Short task: Copy all of the records below word for word, but leave the pictures out.

=-=-=-=-=

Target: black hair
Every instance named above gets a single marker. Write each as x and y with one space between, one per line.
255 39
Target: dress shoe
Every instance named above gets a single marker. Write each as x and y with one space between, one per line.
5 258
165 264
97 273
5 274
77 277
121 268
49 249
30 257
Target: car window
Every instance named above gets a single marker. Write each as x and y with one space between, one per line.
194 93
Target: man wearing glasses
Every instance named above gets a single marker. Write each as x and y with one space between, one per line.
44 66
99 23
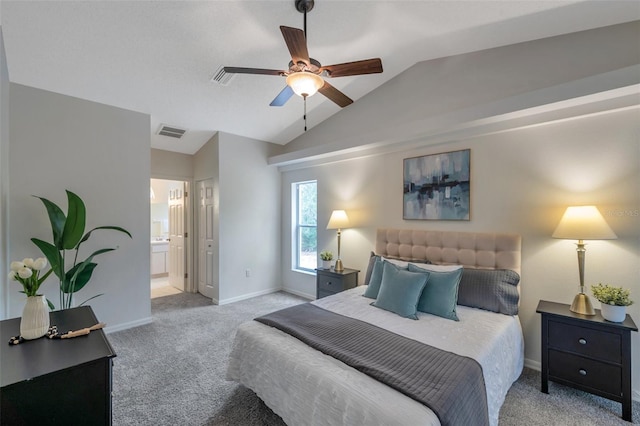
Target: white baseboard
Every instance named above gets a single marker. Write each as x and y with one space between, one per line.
128 325
535 365
299 293
246 296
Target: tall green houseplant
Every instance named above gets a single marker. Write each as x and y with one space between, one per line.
68 236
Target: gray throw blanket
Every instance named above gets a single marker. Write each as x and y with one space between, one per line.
449 384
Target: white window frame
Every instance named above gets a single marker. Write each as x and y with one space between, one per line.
296 230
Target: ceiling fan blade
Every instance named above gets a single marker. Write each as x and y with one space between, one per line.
240 70
297 44
282 97
335 95
367 66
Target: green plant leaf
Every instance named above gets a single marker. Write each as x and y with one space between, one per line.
115 228
78 276
57 219
53 255
97 295
75 223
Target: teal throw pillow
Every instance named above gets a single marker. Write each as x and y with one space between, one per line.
440 295
375 280
400 290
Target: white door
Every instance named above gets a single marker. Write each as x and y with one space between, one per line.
206 246
177 255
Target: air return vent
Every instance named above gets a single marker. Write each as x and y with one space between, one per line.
171 131
221 77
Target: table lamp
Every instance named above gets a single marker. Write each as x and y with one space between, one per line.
337 221
583 223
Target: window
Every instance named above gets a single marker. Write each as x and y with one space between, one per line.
305 230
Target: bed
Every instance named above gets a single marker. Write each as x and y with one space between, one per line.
305 386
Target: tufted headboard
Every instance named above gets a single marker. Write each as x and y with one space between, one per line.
470 249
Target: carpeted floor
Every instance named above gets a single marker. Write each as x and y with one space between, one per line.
172 372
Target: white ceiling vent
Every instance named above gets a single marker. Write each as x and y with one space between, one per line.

=-=-=-=-=

Task solution:
Target: black hair
Every instance named above gets a single marker. Write each as x and y with one space between, one per line.
255 39
Target: dress shoe
Every instance named above gets a single marker. Write each as x and y with one space between, one per line.
5 258
165 264
97 273
5 274
77 277
121 268
49 249
30 257
Target: car window
Every instance named above gets a single marker. Write each as x and y with one space between, one per line.
194 93
Target: man wearing glasses
Every instance named above gets a single marker. Write each as x and y with one space between, one per line.
44 66
99 23
Target: white baseboard
Every instance named above gets a single marker. Write each as x and y with one space between, one per line.
128 325
535 365
299 293
246 296
Target: tall green houseplant
Every instance named above gets a single marker. Write each as x and y with one space between, one per line.
68 236
Target: gray throw blanket
Every instance named above gets a single marker. Write each as x and y with one space between, one per line.
449 384
Target: white window frame
Every instance named above gets a single marker. Write each as x and y with one space between, one per line.
296 230
Target: ceiling fan blade
Every instance named above gets a single marker. Write each as x and y with one space between, one per line.
240 70
297 44
282 97
335 95
367 66
Target: green plant leaf
Every instance named above gets a single marker. Write each as x and y with one space between, one per line.
115 228
78 276
57 219
53 255
97 295
75 223
Target: teal throw pillow
Every instance named above gets a single marker. Write each as x and y with one space between, one per line.
440 295
375 280
400 290
Target: white door
Every instance named above gets a single marker. Write each as x and y with one space between, one per line.
206 246
177 255
Target: air return vent
Every instance named above gets a single marker. Write each as x and y with one space between, one per line.
171 131
221 77
Target: table lamp
Every instance named above gets a single marker. Write each as x and y with one space between, one per line.
337 221
583 223
Target: window
Every instance named above gets a single marker. Write each as x and y with one space between, one per line.
305 230
Target: bed
Every instance named above gets a single marker. Write each as x and y with one space between, one per line.
305 386
Target: tufted headboard
Every instance named above gets a single marker. Write each as x and y with one space between, one per line.
470 249
Target: carpeted floor
Every instance named above gets a single marker. Write each as x and y with one space between, one per line.
172 372
Target: white ceiling vent
Every instance named above gets a single marker. Write each as x and y with one space between, one per line.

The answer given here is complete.